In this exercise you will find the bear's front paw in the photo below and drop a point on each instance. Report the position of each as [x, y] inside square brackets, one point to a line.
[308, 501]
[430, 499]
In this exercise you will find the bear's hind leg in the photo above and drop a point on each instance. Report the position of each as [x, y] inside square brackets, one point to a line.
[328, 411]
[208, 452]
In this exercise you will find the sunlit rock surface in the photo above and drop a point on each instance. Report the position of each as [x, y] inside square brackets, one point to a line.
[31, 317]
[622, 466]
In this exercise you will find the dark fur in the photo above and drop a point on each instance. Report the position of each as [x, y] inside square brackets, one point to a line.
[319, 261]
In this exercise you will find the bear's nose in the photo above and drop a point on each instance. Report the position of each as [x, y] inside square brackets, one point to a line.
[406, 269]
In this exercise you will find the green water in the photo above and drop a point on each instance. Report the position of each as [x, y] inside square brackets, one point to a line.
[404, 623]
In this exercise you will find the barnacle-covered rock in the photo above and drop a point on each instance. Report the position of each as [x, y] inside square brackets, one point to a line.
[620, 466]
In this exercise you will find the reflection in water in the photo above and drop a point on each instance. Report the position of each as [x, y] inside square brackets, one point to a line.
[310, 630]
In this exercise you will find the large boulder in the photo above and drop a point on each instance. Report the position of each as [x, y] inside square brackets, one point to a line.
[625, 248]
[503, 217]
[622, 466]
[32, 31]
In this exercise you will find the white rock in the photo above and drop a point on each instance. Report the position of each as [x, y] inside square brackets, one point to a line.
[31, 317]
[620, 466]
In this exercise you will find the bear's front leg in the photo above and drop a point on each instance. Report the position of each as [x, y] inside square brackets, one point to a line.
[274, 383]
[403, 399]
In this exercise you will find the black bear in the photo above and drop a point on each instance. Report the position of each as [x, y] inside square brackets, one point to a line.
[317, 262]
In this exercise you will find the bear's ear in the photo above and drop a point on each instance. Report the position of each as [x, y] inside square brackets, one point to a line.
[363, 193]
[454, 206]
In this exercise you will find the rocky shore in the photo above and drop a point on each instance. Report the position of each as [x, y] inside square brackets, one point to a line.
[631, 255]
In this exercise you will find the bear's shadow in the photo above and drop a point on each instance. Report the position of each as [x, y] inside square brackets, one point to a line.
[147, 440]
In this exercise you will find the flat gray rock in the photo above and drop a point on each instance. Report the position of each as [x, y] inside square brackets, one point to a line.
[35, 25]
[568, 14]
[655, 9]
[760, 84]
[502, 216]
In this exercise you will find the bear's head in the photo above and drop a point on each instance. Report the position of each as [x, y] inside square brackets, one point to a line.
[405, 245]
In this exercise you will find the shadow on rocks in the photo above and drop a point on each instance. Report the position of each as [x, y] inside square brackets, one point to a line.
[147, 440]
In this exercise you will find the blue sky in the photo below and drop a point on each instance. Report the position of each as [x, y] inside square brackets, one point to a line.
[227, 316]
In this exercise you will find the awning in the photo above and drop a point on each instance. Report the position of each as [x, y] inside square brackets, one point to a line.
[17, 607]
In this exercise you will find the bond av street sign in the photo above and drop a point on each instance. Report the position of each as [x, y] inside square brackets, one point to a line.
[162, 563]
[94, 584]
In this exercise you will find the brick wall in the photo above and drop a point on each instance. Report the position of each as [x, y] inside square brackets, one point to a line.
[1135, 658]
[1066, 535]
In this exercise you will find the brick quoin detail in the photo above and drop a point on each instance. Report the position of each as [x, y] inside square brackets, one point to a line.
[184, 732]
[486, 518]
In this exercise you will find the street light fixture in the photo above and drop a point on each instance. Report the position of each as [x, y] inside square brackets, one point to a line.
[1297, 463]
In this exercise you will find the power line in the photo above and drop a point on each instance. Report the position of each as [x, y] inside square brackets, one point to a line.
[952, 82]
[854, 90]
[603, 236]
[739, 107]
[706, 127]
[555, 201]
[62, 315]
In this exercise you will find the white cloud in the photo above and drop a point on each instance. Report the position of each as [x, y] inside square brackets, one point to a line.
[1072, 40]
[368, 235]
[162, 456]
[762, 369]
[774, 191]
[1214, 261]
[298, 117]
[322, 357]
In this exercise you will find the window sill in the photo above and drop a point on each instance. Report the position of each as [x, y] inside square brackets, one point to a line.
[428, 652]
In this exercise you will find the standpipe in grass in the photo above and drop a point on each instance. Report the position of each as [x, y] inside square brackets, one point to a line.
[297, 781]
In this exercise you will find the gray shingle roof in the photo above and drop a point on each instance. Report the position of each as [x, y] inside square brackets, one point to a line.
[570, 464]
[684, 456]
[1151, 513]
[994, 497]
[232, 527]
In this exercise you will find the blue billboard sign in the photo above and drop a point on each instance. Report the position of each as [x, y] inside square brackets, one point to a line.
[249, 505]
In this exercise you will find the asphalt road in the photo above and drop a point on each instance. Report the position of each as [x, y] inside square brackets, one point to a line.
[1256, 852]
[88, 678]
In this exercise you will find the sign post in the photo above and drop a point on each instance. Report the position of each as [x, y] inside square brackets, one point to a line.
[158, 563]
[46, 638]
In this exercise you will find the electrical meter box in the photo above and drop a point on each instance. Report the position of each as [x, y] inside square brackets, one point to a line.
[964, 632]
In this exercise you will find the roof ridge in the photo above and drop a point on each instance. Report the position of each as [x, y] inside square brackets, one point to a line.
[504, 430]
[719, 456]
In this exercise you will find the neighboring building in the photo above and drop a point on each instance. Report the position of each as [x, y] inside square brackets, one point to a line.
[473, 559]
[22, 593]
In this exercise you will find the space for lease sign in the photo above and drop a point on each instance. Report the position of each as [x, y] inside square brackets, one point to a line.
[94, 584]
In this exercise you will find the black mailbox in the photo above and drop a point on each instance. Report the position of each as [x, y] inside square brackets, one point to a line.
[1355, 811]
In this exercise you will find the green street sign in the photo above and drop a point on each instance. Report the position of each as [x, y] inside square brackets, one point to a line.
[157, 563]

> Stated task: Rewrite all of the lines above, changing every "drop a point" to "place a marker" and leaving everything else as it stands.

> Result:
In this exercise you will find the bear's front paw in the photo below and place a marker on each instance. Report the position of each as [x, y] inside square brackets, one point to a line.
[308, 501]
[430, 499]
In this exercise you will find the bear's hind leg in the photo above and place a marker on each instance. Report the position of each as [x, y] inside square brackets, one point to a line.
[328, 411]
[208, 452]
In this exercise you will find the sunlit rock surface in the photo above and place a marker on each instance. Report the position of each as [x, y] inside square brackets, one point to a line.
[31, 317]
[622, 466]
In this exercise you will find the dark fur in the photo above and place a marker on each instance. Report the position of each as [x, y] inside square brackets, one point to a line.
[319, 261]
In this exercise you will find the bear's nose in the photo above and place a marker on each instance. Report the position of each as [x, y] inside square brackets, one point to a line.
[406, 269]
In this exercise you will find the green water in the photo above and place a marker on each instance. Report the position of each as [x, y] inside square brackets, one point to a line.
[404, 623]
In this exercise you will find the barnacle-covered rock in the photo above and place a marker on each instance. Report the position of each as [x, y] inside square brackets, one point to a line.
[620, 466]
In this exercise you will find the reflection in water in the photo above and place a marker on each instance. Report the position of each as [x, y] inside square brackets, one point to a line.
[310, 630]
In this exercise you will find the large boulder in the photo above and place a marker on each instance. Report the position of each as [x, y] inside square brackets, one point to a line.
[625, 248]
[503, 217]
[622, 466]
[32, 31]
In this exercise you will find the white rock in the photo above and place a marker on each instance. Report the position of each as [x, y] inside square brackets, one point to a line.
[31, 317]
[620, 466]
In this exercise you will find the bear's front leg in the photo above and place a marker on each instance. Report the position of each as [x, y] inside square brackets, one point to a line.
[274, 383]
[403, 399]
In this exercise you will find the black bear in the photo above and place a marker on each instance. Report the position of each as [x, y] inside square brackets, one point to a line.
[317, 262]
In this exercise you will find the bear's ear in the photo above and place a marker on each instance. Report the position of each as [x, y] inside square brackets, one point to a line.
[363, 193]
[454, 206]
In this exercise you will find the rocky shore in the photo above and place a marker on each instance. Report the position of each as [x, y] inside square brackets, one point to a line.
[631, 255]
In this exercise you will find the bear's shadow in the photo above and place a marker on each instance. Report the position of each as [x, y] inside square brackets, one point to a line.
[147, 440]
In this exercise you will find the flat gray rock in the photo above and place a marker on each instance. Report the position of each as [x, y] inside square brackets, one point to a line.
[35, 25]
[568, 14]
[655, 9]
[760, 84]
[502, 216]
In this exercise you will find the bear's head in the photo above and place a marker on each instance. Report the position of each as [x, y] inside square brackets, one point to a line.
[405, 245]
In this exercise you will find the shadow on rocks in the photo above and place a marker on each instance. Report the position of each as [x, y] inside square brackets, one point to a line.
[147, 440]
In this exercise you will find the blue sky in the photo below and place a marker on each instance. Report the position of each as [x, y] inside square brackets, one point to a line.
[227, 316]
In this exercise you will find the awning in the photo above and place a marker on each instance. Report the position of each as [x, y] inside square brackets, one point to a line.
[17, 607]
In this exercise you will find the bond av street sign in the photo above and place a marker on each instance. Report the position of each as [x, y] inside square brackets, one point to a line.
[162, 563]
[94, 584]
In this exercise you will find the brick wall in the photo above and place a marker on each instance. Report the position of each as [x, y] inside square brackets, one point to a line.
[1135, 658]
[1066, 535]
In this exercise you will find the brick quoin detail in the photo above and place a marker on each instance. Report the position of each as [x, y] inside square brackets, one point to a line.
[184, 732]
[486, 518]
In this exercise you will find the street light fixture in the photo above and place a marker on each instance. Report the position of each as [x, y] inside square brackets, one point to a line.
[1297, 463]
In this exercise you will find the power line in the photo above and place a marker on each instance. Report the position of each as [x, y] inside square brackets, one point to a line.
[952, 82]
[854, 90]
[603, 236]
[739, 107]
[706, 127]
[555, 201]
[62, 315]
In this exercise you will find the white cloud in the photo above and place a marker on each instance. Report the position of each as [x, y] inside square brackets, one point to a line.
[1072, 40]
[368, 235]
[162, 456]
[762, 369]
[774, 191]
[1214, 261]
[298, 117]
[322, 357]
In this exercise you will find the window sill in the photo above and place a marker on each instance. Report the position of each as [x, y] inside square brackets, one point to a line.
[428, 652]
In this exercise you will find the standpipe in grass in the photo above and place a marker on each instance. Report the position of each as [x, y] inside square brackets, one point to a line.
[297, 781]
In this exercise you will find the gray shingle roof in the photo above and place a marker on each instance. Report the position of each as [x, y] inside square brackets, one point to a line.
[570, 464]
[684, 456]
[1151, 513]
[994, 497]
[232, 527]
In this exercise you will find the blue billboard sign in the photo above and place a marker on each instance. Report the position of each as [x, y] inside square brackets, one point to a line.
[249, 505]
In this exercise you will find the asphalt road in the photo above and place a marker on each instance. Report the position of each as [x, y] inside square brackets, one point to a line.
[1256, 852]
[88, 678]
In this exercise you will find the sign post in the photo above and place a marker on each instance. Report the position of each as [x, y] inside square brackets, one point to a line.
[158, 563]
[46, 638]
In this exercise you will find the electrical meter box in the photo above and place a marker on each instance. Report the position of each as [x, y] inside square brackets, one point to a line.
[964, 632]
In this exercise you will find the roof ridge in the photo above and place a marker on each instance. Report the position of each as [x, y] inside square brackets, one point to a line.
[504, 430]
[719, 456]
In this exercise you will find the neighboring building in the photo above and place a marker on each instance. Report the position of each as [x, y] inside square brackets, one point to a line.
[473, 559]
[22, 593]
In this exercise you will find the space for lease sign in the photo above and place a marker on each instance. Report the position of each as [x, y] inside square brackets, one point to a line.
[94, 584]
In this exercise you will find the black mailbox in the photo above and place a marker on each instance. Report the position of each as [x, y] inside square brackets, one point to a line.
[1355, 811]
In this exercise you will find the green street sign in the photo above and place a marker on each instance. Report the position of each as [x, y] inside square brackets, one point to a line.
[157, 563]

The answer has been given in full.